The beginning of 2020 brought about an unprecedented global challenge - the coronavirus pandemic. Yet, as of today, it is clear that health challenges represent only the tip of the iceberg and the humanity will feel second, third, and forth-order effects for many years to come. One of the major challenges of the current reality is, of course, economic impact of COVID19. And it is already clear that for many people, the main struggle will be to keep their employment, or to find new employment in the corona-aftermath. Naturally, we can also expect that cyber criminals will stream their efforts into designing creative online employment scams.
I do not know whether you had a chance to follow the recent economy news, so in case you did not, the global employment picture is gloomy. Consider the following facts:
1. The US unemployment is record high with millions of people claiming unemployment benefits weekly. As you can see from the graph below, over the last 8 weeks, between 2.9 and 6.8 million people in the US filed unemployment claims weekly.
Source: BBC based on the data from the US Bureau of Labor Statistics, May 14, 2020
2. In the UK, the claims also increase and the number of vacancies decline, even though the unemployment numbers still have not caught up with the seeming fall in vacancies.

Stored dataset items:
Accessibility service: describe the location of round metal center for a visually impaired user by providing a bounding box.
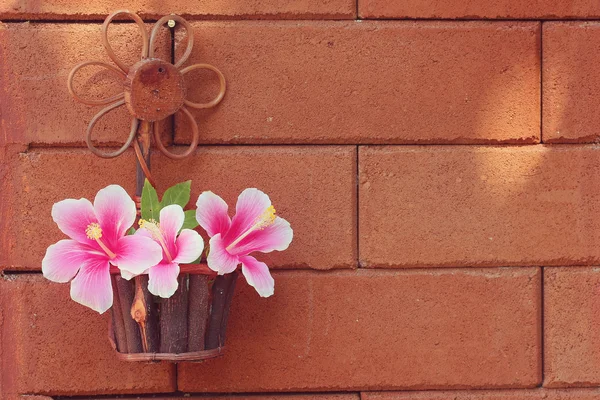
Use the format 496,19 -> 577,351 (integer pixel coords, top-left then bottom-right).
125,58 -> 186,121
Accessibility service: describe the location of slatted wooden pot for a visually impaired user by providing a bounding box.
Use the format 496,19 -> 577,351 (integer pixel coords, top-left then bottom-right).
109,267 -> 238,362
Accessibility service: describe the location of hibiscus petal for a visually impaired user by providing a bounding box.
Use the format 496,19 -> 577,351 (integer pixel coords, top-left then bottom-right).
94,185 -> 136,247
240,256 -> 275,297
196,192 -> 231,237
42,239 -> 108,283
160,204 -> 185,257
223,188 -> 271,243
110,235 -> 162,275
229,217 -> 294,255
173,229 -> 204,264
71,259 -> 113,314
148,263 -> 179,299
206,233 -> 240,275
52,199 -> 98,244
121,269 -> 136,281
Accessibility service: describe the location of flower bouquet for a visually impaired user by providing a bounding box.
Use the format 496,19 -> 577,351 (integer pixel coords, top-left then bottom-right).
42,180 -> 293,361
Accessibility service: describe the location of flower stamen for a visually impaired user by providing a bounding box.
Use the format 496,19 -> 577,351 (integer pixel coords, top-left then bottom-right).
138,219 -> 173,262
225,205 -> 277,251
85,222 -> 117,260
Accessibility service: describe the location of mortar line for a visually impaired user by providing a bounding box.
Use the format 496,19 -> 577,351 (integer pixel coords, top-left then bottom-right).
354,145 -> 360,268
540,267 -> 546,387
0,14 -> 600,24
540,21 -> 544,144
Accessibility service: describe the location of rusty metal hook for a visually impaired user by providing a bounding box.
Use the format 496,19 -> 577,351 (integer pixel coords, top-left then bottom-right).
102,10 -> 149,73
85,100 -> 140,158
154,107 -> 200,160
149,14 -> 194,68
67,10 -> 226,167
180,64 -> 227,109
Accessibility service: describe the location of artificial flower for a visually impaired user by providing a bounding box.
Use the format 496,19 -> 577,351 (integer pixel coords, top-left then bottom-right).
136,204 -> 204,298
42,185 -> 162,314
196,188 -> 293,297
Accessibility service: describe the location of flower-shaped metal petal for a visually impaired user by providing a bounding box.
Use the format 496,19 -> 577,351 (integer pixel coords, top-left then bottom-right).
67,10 -> 226,159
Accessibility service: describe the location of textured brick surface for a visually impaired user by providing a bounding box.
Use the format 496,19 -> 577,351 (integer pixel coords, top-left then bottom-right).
544,267 -> 600,387
178,268 -> 541,392
176,21 -> 540,143
358,0 -> 600,19
359,145 -> 600,267
0,146 -> 356,269
542,22 -> 600,143
361,389 -> 600,400
0,0 -> 356,20
0,22 -> 170,144
0,275 -> 175,396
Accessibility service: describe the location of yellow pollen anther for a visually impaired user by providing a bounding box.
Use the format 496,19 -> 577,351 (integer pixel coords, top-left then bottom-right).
225,206 -> 276,251
85,222 -> 116,259
255,206 -> 276,229
85,222 -> 102,240
138,219 -> 173,261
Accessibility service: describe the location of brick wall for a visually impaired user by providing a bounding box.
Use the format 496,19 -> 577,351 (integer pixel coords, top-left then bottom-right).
0,0 -> 600,400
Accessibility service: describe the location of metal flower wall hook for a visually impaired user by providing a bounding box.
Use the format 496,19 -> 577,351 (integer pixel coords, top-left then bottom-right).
67,10 -> 226,180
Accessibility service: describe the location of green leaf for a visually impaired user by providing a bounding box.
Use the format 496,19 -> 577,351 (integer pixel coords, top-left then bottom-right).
160,181 -> 192,208
181,210 -> 198,229
142,179 -> 161,221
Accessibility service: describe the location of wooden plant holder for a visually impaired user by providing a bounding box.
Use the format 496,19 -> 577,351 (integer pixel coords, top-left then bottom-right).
67,10 -> 231,362
109,266 -> 238,362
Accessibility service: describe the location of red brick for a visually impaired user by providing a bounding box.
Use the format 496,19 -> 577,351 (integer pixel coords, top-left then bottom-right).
178,268 -> 541,392
544,267 -> 600,387
0,274 -> 175,395
0,146 -> 357,270
176,21 -> 540,144
359,145 -> 600,267
0,22 -> 170,145
358,0 -> 600,19
542,22 -> 600,143
361,389 -> 600,400
0,0 -> 356,20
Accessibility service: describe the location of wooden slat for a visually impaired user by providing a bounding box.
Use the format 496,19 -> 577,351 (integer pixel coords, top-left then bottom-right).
188,274 -> 210,351
160,274 -> 189,353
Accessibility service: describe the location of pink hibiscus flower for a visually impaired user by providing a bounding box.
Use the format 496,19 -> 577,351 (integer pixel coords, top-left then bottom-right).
196,189 -> 293,297
136,204 -> 204,298
42,185 -> 162,314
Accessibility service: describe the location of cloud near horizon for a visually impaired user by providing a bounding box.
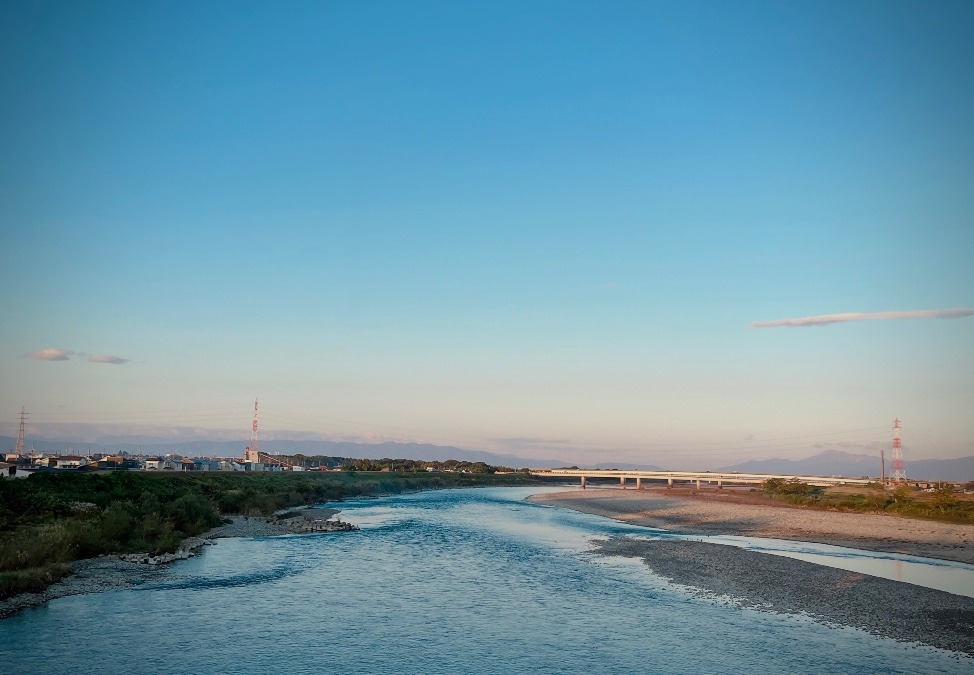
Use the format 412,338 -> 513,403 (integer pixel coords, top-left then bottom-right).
751,308 -> 974,328
88,354 -> 131,366
24,347 -> 75,361
24,347 -> 132,366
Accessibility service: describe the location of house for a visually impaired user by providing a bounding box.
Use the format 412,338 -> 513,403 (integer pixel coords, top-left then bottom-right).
52,455 -> 88,469
143,457 -> 168,471
98,455 -> 125,469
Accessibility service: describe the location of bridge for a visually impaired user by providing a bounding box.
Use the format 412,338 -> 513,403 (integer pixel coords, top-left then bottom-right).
531,469 -> 878,490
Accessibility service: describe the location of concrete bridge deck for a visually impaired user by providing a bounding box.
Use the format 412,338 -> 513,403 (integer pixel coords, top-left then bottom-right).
531,469 -> 879,490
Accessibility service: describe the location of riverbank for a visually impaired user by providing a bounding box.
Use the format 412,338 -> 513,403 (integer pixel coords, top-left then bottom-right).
531,488 -> 974,564
531,489 -> 974,656
0,508 -> 338,620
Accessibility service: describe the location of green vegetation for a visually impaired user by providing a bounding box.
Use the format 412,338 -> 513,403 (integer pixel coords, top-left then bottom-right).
761,478 -> 974,523
0,470 -> 532,599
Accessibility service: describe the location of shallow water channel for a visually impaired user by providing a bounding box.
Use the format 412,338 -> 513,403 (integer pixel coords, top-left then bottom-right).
0,488 -> 974,673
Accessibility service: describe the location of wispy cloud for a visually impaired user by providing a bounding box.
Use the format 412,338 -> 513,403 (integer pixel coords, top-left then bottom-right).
88,354 -> 131,366
751,308 -> 974,328
24,347 -> 74,361
24,347 -> 132,366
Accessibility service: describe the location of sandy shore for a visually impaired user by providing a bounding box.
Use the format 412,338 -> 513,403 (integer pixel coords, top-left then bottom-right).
531,489 -> 974,656
0,508 -> 338,620
532,488 -> 974,564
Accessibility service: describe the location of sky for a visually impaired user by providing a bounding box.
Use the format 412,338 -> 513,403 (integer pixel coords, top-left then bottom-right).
0,0 -> 974,468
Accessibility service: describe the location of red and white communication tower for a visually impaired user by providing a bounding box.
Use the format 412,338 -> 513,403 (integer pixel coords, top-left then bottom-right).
893,417 -> 906,483
14,408 -> 27,456
244,398 -> 260,464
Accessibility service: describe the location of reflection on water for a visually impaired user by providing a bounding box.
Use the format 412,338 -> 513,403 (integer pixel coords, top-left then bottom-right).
0,488 -> 974,675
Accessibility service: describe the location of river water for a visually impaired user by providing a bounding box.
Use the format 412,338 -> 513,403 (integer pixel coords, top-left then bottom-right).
0,488 -> 974,674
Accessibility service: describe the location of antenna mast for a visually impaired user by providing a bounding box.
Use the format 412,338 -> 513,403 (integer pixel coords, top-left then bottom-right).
14,407 -> 27,456
893,417 -> 906,483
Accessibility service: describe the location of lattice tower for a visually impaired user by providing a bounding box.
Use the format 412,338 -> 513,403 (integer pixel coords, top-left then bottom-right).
244,398 -> 260,463
893,418 -> 906,483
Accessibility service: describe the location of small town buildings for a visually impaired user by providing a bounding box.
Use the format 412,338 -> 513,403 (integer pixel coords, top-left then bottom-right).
50,455 -> 88,469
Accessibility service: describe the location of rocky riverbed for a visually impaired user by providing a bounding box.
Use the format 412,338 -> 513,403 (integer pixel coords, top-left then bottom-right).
596,538 -> 974,656
532,489 -> 974,656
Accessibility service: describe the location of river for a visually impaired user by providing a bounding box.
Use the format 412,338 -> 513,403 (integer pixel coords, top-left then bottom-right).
0,488 -> 974,674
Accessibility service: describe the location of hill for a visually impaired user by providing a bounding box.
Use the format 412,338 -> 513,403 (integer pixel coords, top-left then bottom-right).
0,436 -> 567,468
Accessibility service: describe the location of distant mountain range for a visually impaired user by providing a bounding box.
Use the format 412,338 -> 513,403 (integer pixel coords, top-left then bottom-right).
0,436 -> 572,469
0,436 -> 974,482
718,450 -> 974,482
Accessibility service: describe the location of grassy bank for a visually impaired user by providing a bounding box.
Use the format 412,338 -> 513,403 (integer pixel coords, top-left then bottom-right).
761,478 -> 974,525
0,471 -> 532,599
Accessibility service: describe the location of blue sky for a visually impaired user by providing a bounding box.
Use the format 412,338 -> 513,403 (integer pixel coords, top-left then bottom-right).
0,1 -> 974,465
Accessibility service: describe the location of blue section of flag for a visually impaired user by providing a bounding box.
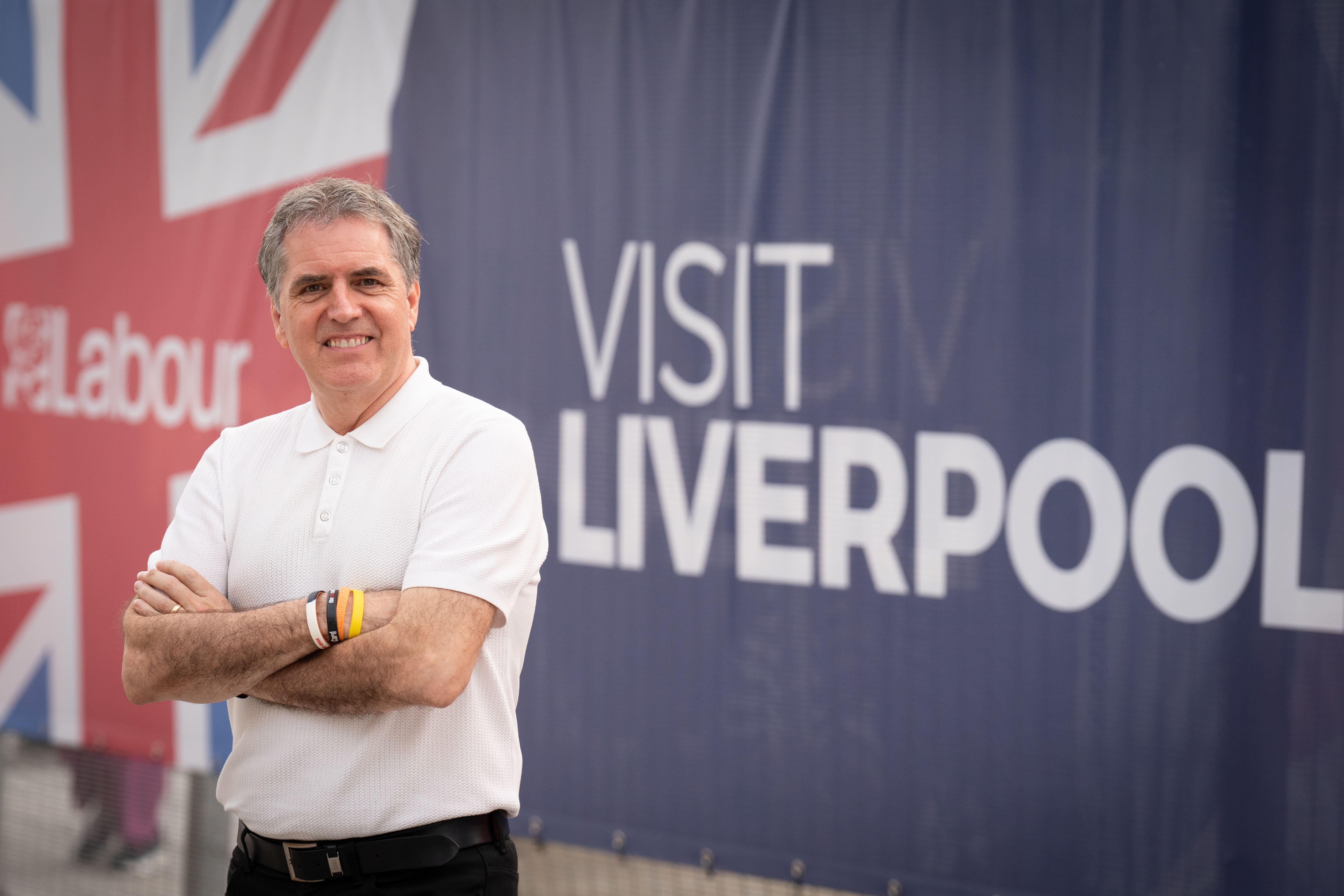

> **Tasks to carry out**
• a. Determine whether each of the following statements agrees with the text on the pandemic and employment, answering yes or no and quoting the deciding words: (i) Over the last eight weeks, between 2.9 and 6.8 million people in the US filed unemployment claims weekly. (ii) In the UK, unemployment numbers have caught up with the fall in vacancies. (iii) The source given for the figures is the BBC, based on data from the US Bureau of Labor Statistics.
• b. In one to three sentences, explain why the text on the pandemic and employment describes the global employment picture as gloomy.
• c. Pick up the text on the pandemic and employment after its final sentence and continue it.

> **Answers to each task**
• a.
(i) Yes: "over the last 8 weeks, between 2.9 and 6.8 million people in the US filed unemployment claims weekly."
(ii) No: "even though the unemployment numbers still have not caught up with the seeming fall in vacancies."
(iii) Yes: "Source: BBC based on the data from the US Bureau of Labor Statistics, May 14, 2020"

• b. US unemployment is at a record high, with between 2.9 and 6.8 million people filing unemployment claims weekly over the last eight weeks. In the UK, claims are also increasing and the number of vacancies is declining.

• c.
Source: Telegraph Business
Source: BBC based on the data from the Office for National Statistics, UK
3. In Australia over 1.4 million of people are out of work as a result of COVID19
Source: Roy Morgan Research
4. Even though there is some heterogeneity between countries, unemployment rates are expected to increase globally.
Under there circumstances, many people, especially in occupations, where working from home is not an option, start searching for opportunities online; and face many dangers of making their situation even worse as becoming a victim of online employment fraud is now a reality for many.
Online Employment Fraud: Varieties and Examples
A famous American macroeconomist, Hyman Minsky, used to say that the capitalist economic system comes in many varieties. Specifically, he famously argued that "there are as many varieties of capitalism as the Heiz Company has pickles", i.e., 57 varieties. Since, according to Minsky, these different varieties stemmed from different financial arrangements, it would be logical to conjecture that the employment fraud (which also relates to various financial arrangements) should have many shades.
Indeed, this is what we already observe in many employment contexts. So, what are the main variations? Even though within the frame of a short blog we will not be able to discuss all varieties of online employment and employment-related fraud, let us consider 4 most frequent scams:
(i) "Quick and easy earnings" scam: in this case, an unsuspecting victim usually receives an e-mail (it may also be a physical letter or a phone call) telling them about a "quick and easy" way to earn money (e.g., trading, online information sorting, etc.). The scammers then proceed by asking for a payment to send you a "starter kit" or "materials" you would need to complete your training or do your job. Obviously, the scammers never pay the victim the promised salary and disappear with the "starter kit" money. Interestingly, the fraudsters may act through fully legitimate job ad websites.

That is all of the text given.